**SHORT PROBLEM**
Rewrite the lines below so that every occurrence of "set a dot" reads "place a marker" and all other wording stays unchanged. Leave the pictures out of your version.

**RECORDS**
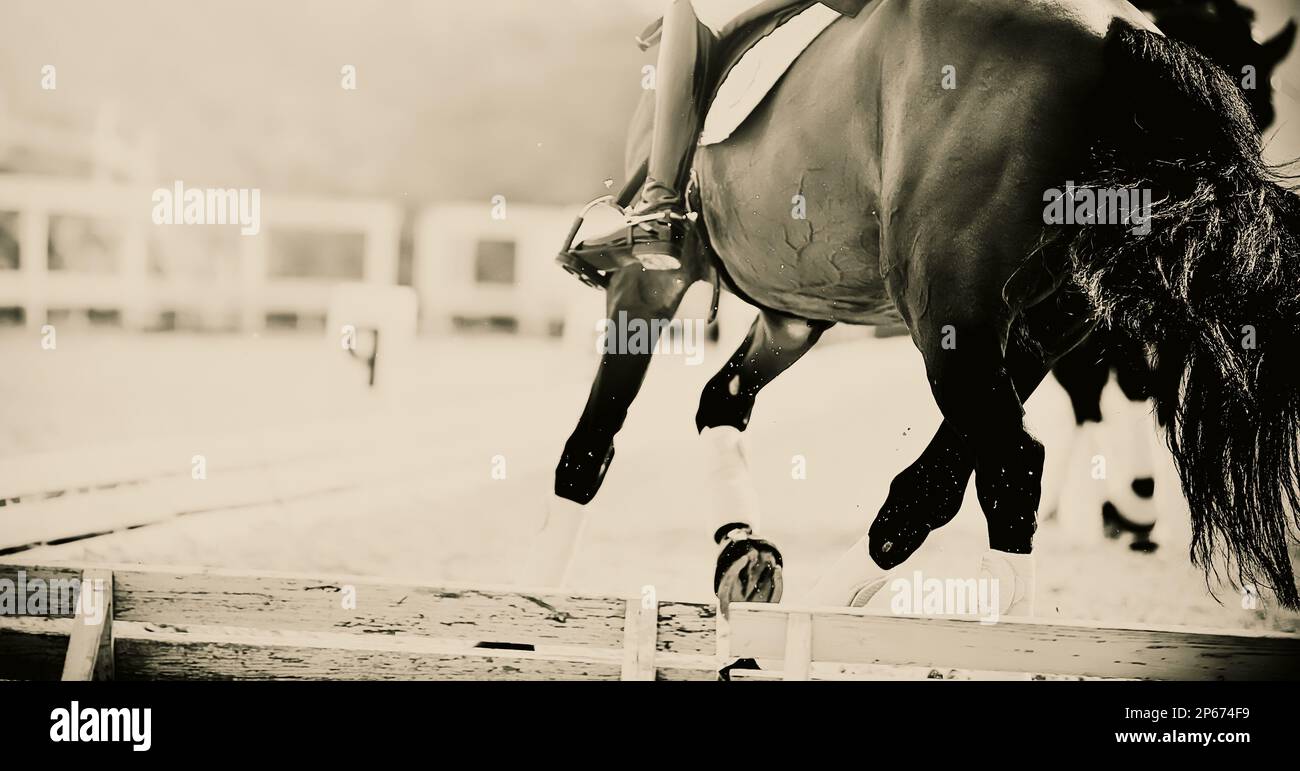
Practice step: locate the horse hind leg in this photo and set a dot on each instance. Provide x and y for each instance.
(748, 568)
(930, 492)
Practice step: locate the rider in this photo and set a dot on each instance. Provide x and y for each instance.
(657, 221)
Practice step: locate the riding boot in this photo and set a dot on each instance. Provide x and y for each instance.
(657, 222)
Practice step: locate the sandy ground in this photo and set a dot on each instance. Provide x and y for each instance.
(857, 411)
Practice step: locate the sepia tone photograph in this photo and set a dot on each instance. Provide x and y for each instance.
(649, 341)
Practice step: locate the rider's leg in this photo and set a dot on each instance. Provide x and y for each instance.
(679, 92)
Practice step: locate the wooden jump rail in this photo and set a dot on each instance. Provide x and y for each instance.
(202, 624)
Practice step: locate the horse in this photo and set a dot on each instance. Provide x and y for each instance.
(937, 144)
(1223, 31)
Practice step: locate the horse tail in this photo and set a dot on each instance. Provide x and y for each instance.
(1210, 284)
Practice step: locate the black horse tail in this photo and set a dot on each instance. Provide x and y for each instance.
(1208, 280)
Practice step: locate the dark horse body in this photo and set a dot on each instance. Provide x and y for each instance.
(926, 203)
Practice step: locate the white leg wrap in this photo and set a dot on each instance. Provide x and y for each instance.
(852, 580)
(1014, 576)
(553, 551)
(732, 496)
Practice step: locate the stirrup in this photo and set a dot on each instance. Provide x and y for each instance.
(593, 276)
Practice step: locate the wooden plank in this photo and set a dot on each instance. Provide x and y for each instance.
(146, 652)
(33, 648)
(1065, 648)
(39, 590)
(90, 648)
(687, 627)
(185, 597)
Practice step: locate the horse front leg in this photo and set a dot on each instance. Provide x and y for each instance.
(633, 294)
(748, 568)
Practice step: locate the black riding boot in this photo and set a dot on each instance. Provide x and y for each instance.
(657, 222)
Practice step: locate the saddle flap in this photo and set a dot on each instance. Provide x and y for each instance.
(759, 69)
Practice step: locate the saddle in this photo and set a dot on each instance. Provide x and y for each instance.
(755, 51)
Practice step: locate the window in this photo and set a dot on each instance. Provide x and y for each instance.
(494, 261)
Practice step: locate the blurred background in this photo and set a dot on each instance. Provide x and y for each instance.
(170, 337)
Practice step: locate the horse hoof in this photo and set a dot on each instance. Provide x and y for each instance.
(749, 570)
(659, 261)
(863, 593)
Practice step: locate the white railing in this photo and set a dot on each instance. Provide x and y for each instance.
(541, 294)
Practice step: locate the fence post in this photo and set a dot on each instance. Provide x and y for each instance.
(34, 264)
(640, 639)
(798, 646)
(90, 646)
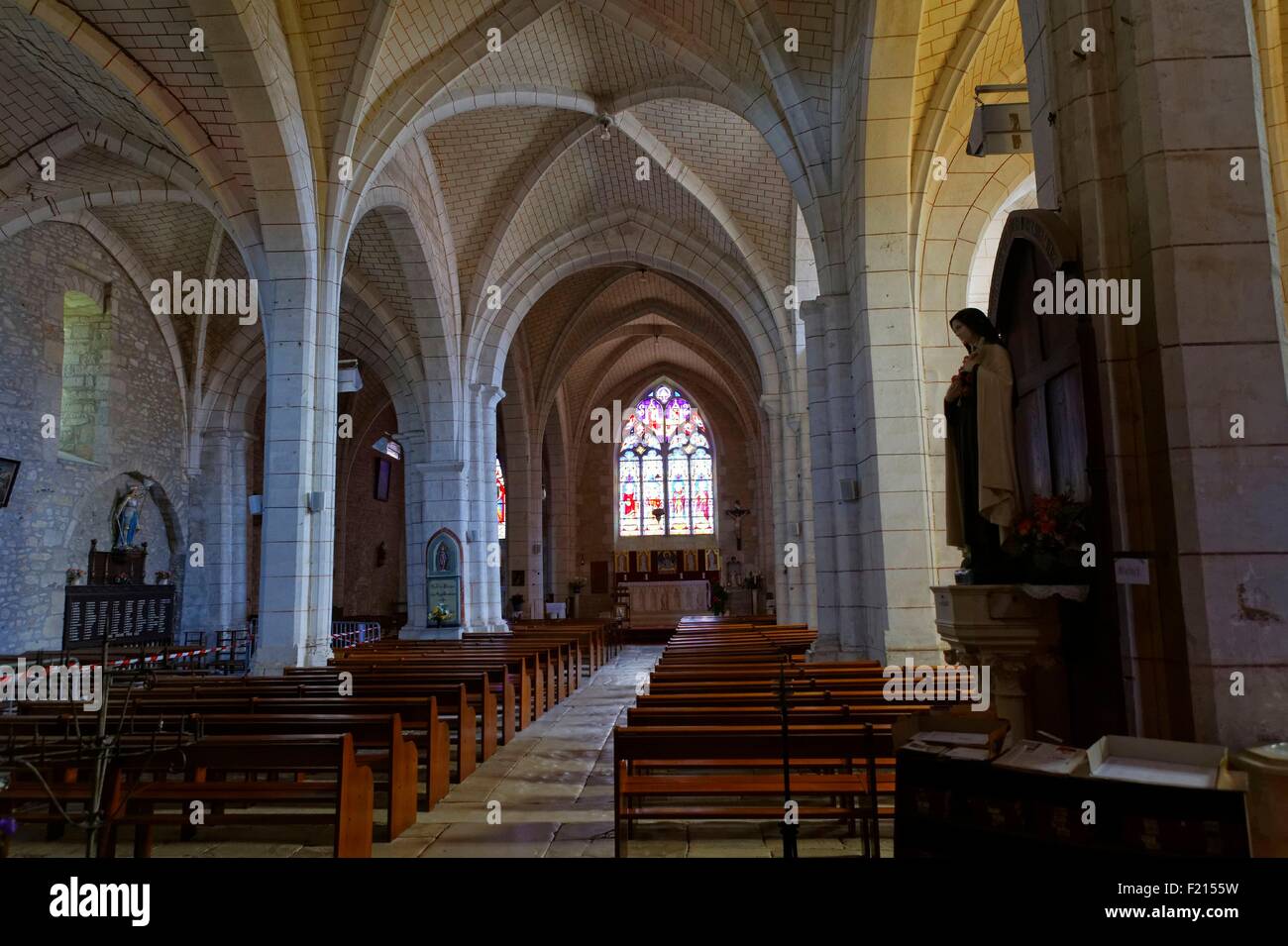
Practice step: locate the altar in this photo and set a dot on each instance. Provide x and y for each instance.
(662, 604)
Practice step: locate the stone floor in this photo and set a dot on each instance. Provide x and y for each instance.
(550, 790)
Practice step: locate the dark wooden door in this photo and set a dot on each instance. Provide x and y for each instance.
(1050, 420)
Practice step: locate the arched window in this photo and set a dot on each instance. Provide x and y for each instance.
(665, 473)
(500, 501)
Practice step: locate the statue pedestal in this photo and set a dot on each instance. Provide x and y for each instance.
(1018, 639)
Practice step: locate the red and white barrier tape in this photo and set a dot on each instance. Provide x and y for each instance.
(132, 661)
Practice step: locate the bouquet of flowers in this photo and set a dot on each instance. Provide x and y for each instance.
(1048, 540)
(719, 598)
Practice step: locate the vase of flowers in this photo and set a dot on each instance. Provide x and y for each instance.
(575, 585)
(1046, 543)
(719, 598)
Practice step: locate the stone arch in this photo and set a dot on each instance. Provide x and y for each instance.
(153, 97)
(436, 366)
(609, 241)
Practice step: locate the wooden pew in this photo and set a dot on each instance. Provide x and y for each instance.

**WRITTEN SOLUTION**
Practice step: locate the horse hind leg in this photo and place a marker on each instance. Provide x and y for each instance.
(748, 568)
(930, 492)
Practice step: locate the rider in this photo and place a marker on each instance. Provide x and y for each instance.
(657, 221)
Practice step: locate the riding boot in this photo and place a marker on each instance. Provide x and y for each instance.
(657, 222)
Practice step: locate the sandy ground in this photo and place a marker on each instance. Provide x and y for each instance.
(857, 411)
Practice step: locate the sepia tone photograph in this photo and place a marker on each instance. Provide x and y for each instance.
(649, 341)
Practice step: locate the rider's leg in this photo and place a marker on each instance. Provide x and y for each instance.
(679, 92)
Practice step: locate the wooden jump rail in this photo and place a marker on each instance. Provide x and y for each instance.
(202, 624)
Practice step: locate the horse in this photo and place a marker on each instance. Provide x and y for each instance.
(937, 144)
(1223, 31)
Practice step: locate the horse tail in this photo and place a marker on each instance. Provide x and y for each instance.
(1210, 284)
Practice step: locate the black horse tail in this photo and place a marker on each instance. Provide x and y for each instance.
(1208, 280)
Practice step: locate the dark horse body in this photo and place a marker on each instance. Provide x and y for each instance.
(926, 203)
Practice step: locate the white leg wrap in this photo and place a marker on each instance. Provide x and y for each instance.
(852, 580)
(1014, 576)
(553, 551)
(732, 496)
Practice step: locate the stirrup in this photo and place a marker on each instance. Provide x and y for each instance.
(593, 276)
Practice step: locate the wooden plank in this photo and place a marker on each instance. Provide x and y for each instance.
(146, 652)
(33, 648)
(1065, 648)
(39, 590)
(90, 648)
(687, 627)
(185, 597)
Practice step: locate the horse front leg in this photo and place a marker on each instance. Provide x and y for each instance.
(633, 294)
(748, 568)
Practice step: locate the black riding boot in this photo and place a marker on each instance. Provide x and y for each instance.
(657, 222)
Practice step: locate the saddle flap in this photo and place a marker on each instance. Provide x and y for each instance.
(759, 69)
Practice step: locate the saddle in this photo and place a marker on each instance. Provide x and y for each instance.
(755, 51)
Practice step: locate the window in this photo and place a marker on each instance. Provide x and y for each instance.
(494, 261)
Practice step: locate the blurred background in this photo and place a marker on each instance. Provide x and y for each instance.
(170, 337)
Practice step: locate the horse hoof in this photo and place a marker on each instance. Provide x and y for each instance.
(749, 570)
(659, 261)
(863, 593)
Practice step: locate the white railing in this photo and place a marker on each instance. Provide x and y for each instance.
(541, 294)
Practice step: locate the fence post in this photo and place a marker on each instance. Provide x and y for each instance.
(34, 264)
(640, 639)
(798, 646)
(90, 646)
Practice step: locate the altar in this photo and place a marker on each instance. Provide x and y for each instance.
(662, 604)
Practice step: locate the stone floor in this photo and place a marker on each instance. Provide x and y for each instance.
(550, 790)
Practice step: locate the dark wooden door in this photo and place a marker on each instance. Provide x and y for each instance.
(1050, 420)
Practice step: locate the arched window in this photo and place a marker on each instance. Provide x and y for each instance.
(665, 473)
(500, 501)
Practice step: locate the statue pedestal in this photo and place a marker on each instance. Provide x and y for each instance.
(1018, 639)
Practice step: locate the red and white barrier tape in this photo and place a marker on each instance. Provide x and y for each instance.
(132, 661)
Practice step: locate the bouquet of flowers in this photo and place a marker on each instance. Provide x and y for each instance.
(1048, 540)
(719, 598)
Practice step: locate the vase of flowers in this photo and place a marker on each instance. Provide x and y for each instance.
(575, 585)
(1046, 543)
(719, 598)
Practice step: locate the stone arch in this photo and place a marker on each instance. Provide x and y for each instance.
(153, 97)
(436, 366)
(609, 241)
Practice step: locate the wooden pew in this photo and place a marker on each instance. Provide x and y for each instance.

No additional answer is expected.